Short task
Update the material below so that every "photo" reads "image", with nothing else altered. Leave the pictures out of your version.

## BEGIN Supplied material

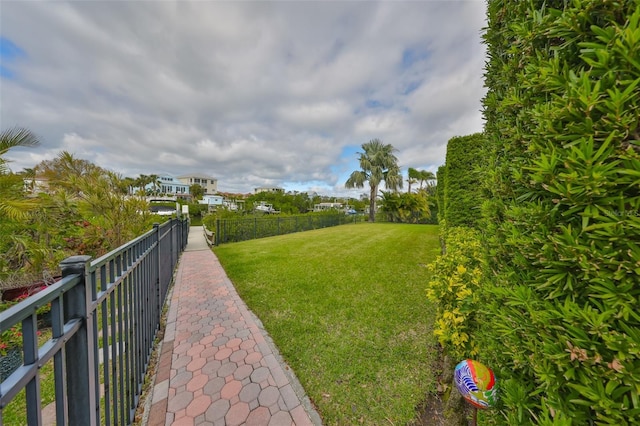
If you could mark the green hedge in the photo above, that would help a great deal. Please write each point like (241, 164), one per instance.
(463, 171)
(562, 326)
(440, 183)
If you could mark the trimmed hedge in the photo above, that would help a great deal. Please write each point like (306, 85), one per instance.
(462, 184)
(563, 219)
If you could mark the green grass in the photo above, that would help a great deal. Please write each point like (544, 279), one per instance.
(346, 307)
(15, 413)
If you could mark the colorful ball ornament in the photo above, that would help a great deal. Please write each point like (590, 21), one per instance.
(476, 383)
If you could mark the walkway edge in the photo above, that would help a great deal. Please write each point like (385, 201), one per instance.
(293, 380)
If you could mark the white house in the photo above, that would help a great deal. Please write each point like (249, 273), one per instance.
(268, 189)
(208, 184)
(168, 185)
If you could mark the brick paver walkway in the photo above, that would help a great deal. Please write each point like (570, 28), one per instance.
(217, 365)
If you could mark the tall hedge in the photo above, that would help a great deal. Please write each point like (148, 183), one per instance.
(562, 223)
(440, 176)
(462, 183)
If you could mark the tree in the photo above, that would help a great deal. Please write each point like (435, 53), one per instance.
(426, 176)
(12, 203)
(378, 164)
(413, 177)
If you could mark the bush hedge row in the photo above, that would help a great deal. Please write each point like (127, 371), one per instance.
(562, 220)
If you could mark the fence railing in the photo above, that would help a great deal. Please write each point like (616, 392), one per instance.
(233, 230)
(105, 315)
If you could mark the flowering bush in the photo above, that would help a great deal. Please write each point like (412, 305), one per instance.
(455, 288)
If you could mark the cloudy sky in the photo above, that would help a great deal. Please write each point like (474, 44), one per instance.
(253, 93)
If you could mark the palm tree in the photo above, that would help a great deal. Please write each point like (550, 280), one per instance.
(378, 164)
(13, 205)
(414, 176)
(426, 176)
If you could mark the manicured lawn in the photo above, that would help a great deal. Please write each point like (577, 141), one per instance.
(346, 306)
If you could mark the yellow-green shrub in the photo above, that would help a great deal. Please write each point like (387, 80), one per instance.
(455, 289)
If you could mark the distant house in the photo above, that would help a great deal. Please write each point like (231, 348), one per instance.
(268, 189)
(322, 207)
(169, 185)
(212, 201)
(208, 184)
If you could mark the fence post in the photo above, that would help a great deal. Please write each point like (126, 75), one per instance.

## END Supplied material

Full output
If you could mark the green hedge in the image above, that would help a great deal. Please write each point like (241, 164), one per instance.
(463, 171)
(562, 326)
(440, 183)
If you could mark the trimmed hedge in the image above, that would help a great deal. Please write each point like (306, 85), one per instance.
(462, 184)
(563, 219)
If you could mark the green grass in the image above, that would help a great deal. Please write each point like (544, 279), one per instance.
(346, 307)
(15, 413)
If you could mark the colorful ball ornament in the image above, that would help a great deal. Please write each point like (590, 21), one per instance.
(476, 383)
If you could mark the walkway edge in the image above, that would help a great deal. Please write each point like (385, 201), one per instance.
(293, 380)
If you could mark the white house in the image above, that would help a great deal. Please write each point like (249, 273), one per instance.
(268, 189)
(208, 184)
(168, 185)
If you could mark the brick paver walkway in the image above, that would help a great deal. Please write each point like (570, 28), one per instance.
(217, 365)
If you could mark the tall hedge in the image above, that would help a great deal. Please write each point like (148, 183), one per instance.
(562, 223)
(440, 176)
(462, 183)
If you could mark the tree in the image above, that would help a great deal. Please write each point like (435, 53), one per instance.
(426, 176)
(12, 203)
(378, 164)
(413, 177)
If you could mark the bush hedge row in the image above, that would help a great deal. Please write each point like (127, 371), one per instance.
(562, 220)
If you could mark the fence railing in the image above, that would help a great deal. Please write each point like (616, 392), one per instance.
(233, 230)
(105, 315)
If you could mark the flowering bush in the image above, that would help a great deal. Please write each point like (412, 305), one per instance.
(455, 288)
If you could mark the cloudy sky in the image above, that would help a great deal. Please write each point like (474, 44), one per instance.
(253, 93)
If you could mark the palm tree in the image above, that would help a great deal. Please write each point like (550, 280), one per instance.
(378, 164)
(13, 205)
(414, 176)
(426, 176)
If you could mark the manicured lawn in the image above, that would help a great deal. Please write each point like (577, 141), one per instance.
(346, 306)
If you could mark the yellow-green shrub in the image above, that would help a great deal. Please write each point like (387, 80), one per instance.
(455, 289)
If you could mark the distant house in the image above, that would help a great deal. Please write each point like (231, 348), one per instance.
(268, 189)
(322, 207)
(169, 185)
(212, 201)
(208, 184)
If you could mark the fence post in the image above, that would help a great deal. Please write each point like (126, 75), one per instance.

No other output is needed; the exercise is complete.